* _Reading text_:
▽
Split tiling for GPUs: Automatic parallelization using trapezoidal tiles
Document Type
Conference Proceeding
Publication Date
4-15-2013
Abstract
Tiling is a key technique to enhance data reuse. For computations structured as one sequential outer "time" loop enclosing a set of parallel inner loops, tiling only the parallel inner loops may not enable enough data reuse in the cache. Tiling the inner loops along with the outer time loop enhances data locality but may require other transformations like loop skewing that inhibit inter-tile parallelism. One approach to tiling that enhances data locality without inhibiting inter-tile parallelism is split tiling, where tiles are subdivided into a sequence of trapezoidal computation steps. In this paper, we develop an approach to generate split tiled code for GPUs in the PPCG polyhedral code generator. We propose a generic algorithm to calculate index-set splitting that enables us to perform tiling for locality and synchronization avoidance, while simultaneously maintaining parallelism, without the need for skewing or redundant computations. Our algorithm performs split tiling for an arbitrary number of dimensions and without the need to construct any large integer linear program. The method and its implementation are evaluated on standard stencil kernels and compared with a state-of-the-art polyhedral compiler and with a domain-specific stencil compiler, both targeting CUDA GPUs. Copyright 2013 ACM.
△
* _Collected material_:
▽
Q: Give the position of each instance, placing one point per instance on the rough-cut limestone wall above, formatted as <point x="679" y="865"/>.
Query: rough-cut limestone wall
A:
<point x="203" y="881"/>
△
* _Work required_:
According to the split tiling abstract, what are tiles subdivided into in split tiling?

* _Result of the exercise_:
A sequence of trapezoidal computation steps.